Rancho Santa Fe physicist funeral services pending
Private funeral services were pending Monday for a Rancho Santa Fe physicist who helped create the atomic bomb during World War II.
Edward Creutz, 96, died of natural causes on June 27 at his home in Rancho Santa Fe, according to The San Diego Union-Tribune.
Creutz developed an interest in science while growing up in his native Wisconsin, the newspaper reported.
In the 1950s, Creutz was one of the nation’s leading scientists when he was asked to help establish a new atomic-energy company for General Dynamics. His work led to the creation of what is now known as General Atomics.
Prior to that, he was among the scientists who worked on the top-secret Manhattan Project in Los Alamos, N.M., in the 1940s.

**INFORMATION PROVIDED:**
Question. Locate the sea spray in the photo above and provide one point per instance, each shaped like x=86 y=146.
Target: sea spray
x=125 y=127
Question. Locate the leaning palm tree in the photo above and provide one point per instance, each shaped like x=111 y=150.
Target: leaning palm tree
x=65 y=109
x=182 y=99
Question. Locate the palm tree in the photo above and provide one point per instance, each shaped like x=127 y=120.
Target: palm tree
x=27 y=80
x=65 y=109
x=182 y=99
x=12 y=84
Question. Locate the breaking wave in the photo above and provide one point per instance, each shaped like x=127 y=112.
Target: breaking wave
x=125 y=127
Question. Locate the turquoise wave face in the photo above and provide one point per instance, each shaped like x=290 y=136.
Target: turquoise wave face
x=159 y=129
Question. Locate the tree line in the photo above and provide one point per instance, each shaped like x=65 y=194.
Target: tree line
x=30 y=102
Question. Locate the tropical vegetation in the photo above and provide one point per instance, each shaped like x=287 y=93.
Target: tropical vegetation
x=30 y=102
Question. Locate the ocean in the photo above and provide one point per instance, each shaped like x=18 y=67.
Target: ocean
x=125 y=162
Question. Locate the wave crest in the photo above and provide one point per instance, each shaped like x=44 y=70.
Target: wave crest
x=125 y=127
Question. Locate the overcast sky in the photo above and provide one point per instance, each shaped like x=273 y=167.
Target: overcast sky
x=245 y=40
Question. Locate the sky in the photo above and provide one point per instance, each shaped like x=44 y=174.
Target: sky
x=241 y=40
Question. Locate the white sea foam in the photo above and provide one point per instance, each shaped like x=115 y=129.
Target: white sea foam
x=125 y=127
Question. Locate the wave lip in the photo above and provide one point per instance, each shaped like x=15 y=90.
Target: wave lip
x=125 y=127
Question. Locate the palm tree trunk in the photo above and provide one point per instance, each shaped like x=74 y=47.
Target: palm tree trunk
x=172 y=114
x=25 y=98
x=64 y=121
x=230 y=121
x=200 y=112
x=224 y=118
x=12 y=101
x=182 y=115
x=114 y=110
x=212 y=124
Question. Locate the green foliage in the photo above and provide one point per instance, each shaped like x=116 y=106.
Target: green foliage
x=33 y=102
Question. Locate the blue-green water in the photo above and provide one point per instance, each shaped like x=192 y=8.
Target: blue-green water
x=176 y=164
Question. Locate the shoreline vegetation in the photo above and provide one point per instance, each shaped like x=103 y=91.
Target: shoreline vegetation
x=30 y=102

--

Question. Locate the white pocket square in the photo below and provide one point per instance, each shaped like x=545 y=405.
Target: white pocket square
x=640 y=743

* * *

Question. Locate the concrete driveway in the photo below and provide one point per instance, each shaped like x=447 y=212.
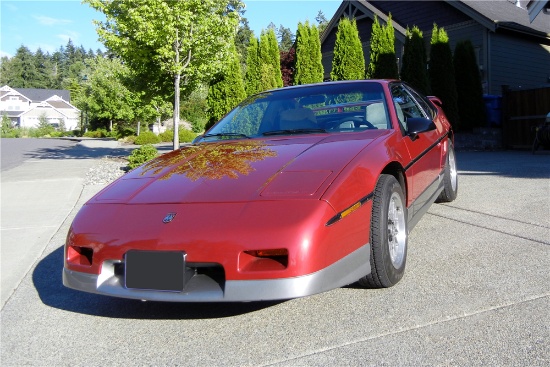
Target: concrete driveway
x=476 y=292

**WHAT THIS TASK INVOLVES:**
Continue the news report on physicist Edward Creutz's death from the point where it stops.

**TASK OUTPUT:**
In addition to science, Creutz was a musician, who played timpani, also known as kettle drums. His interests also included canoeing, gardening, photography and Polynesian culture.
When he couldn’t find an English-Tahitian dictionary, he translated one from the French and published his own version, according to the Union-Tribune.
Creutz is survived by his second wife, two sons, a daughter, five grandchildren and two great-grandchildren.
Private funeral services are pending, the Union-Tribune reported. The family suggests donations to San Diego Hospice and The Institute for Palliative Medicine, 4311 Third Ave., San Diego, CA 92103.